Compiti dell'esercizio —
[1] Rispondi in base all'articolo sulla strage di Manchester:
(a) In quale giorno si vota in Gran Bretagna?
(b) Quale stilista ha firmato il vestito della novella sposa?
(c) Quali territori sono pronti a divorziare da Londra?
[2] Riporta fedelmente il passo dell'articolo sulla strage di Manchester da "Della campagna elettorale, hanno" a "però a rovescio.".

Estratto della pagina —
La strage di Manchester ha colpito un Paese ?già spaccato su tutto: politica, economia e perfino il proprio futuro di nazione. E mentre May si prepara a vincere le elezioni nell’indifferenza dei più, Scozia e Irlanda del nord sono pronte a divorziare da Londra

Illustrazione di Duluoz
Premesso che gli attentati terroristici - oggi Manchester, nel 2005 la metropolitana di Londra e negli anni Settanta l’Ira - non hanno mai avuto significativi riflessi elettorali, e tantomeno sui comportamenti quotidiani d’Oltremanica, non escludo che se in Gran Bretagna si votasse domani, invece che giovedì 8 giugno, e insieme ai due maggiori contendenti alla premiership (l’attuale primo ministro conservatore Theresa May e il laburista Jeremy Corbyn), si presentasse anche Pippa Middleton con un suo partito matrimonialista, la cognata del principe William farebbe razzia di voti.

Della campagna elettorale, hanno parlato infatti solo i media e i londinesi, mentre il resto del Paese - almeno fino all’attentato di Manchester - si è appassionato piuttosto al vestito della novella sposa (firmato dallo stilista britannico Giles Deacon). Sul quale il dibattito ferve, solo offuscato dal lutto della strage, in un’alternanza schizoide di rosa e di nero, che cinicamente rinvia al famoso film “Quattro matrimoni e un funerale” però a rovescio.

Righe di dati —
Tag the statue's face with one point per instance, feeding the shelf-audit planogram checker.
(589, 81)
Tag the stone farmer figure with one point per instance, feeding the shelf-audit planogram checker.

Risposte ai compiti —
[1]
(a) Giovedì 8 giugno.
(b) Lo stilista britannico Giles Deacon.
(c) La Scozia e l'Irlanda del nord.

[2]
Della campagna elettorale, hanno parlato infatti solo i media e i londinesi, mentre il resto del Paese - almeno fino all’attentato di Manchester - si è appassionato piuttosto al vestito della novella sposa (firmato dallo stilista britannico Giles Deacon). Sul quale il dibattito ferve, solo offuscato dal lutto della strage, in un’alternanza schizoide di rosa e di nero, che cinicamente rinvia al famoso film “Quattro matrimoni e un funerale” però a rovescio.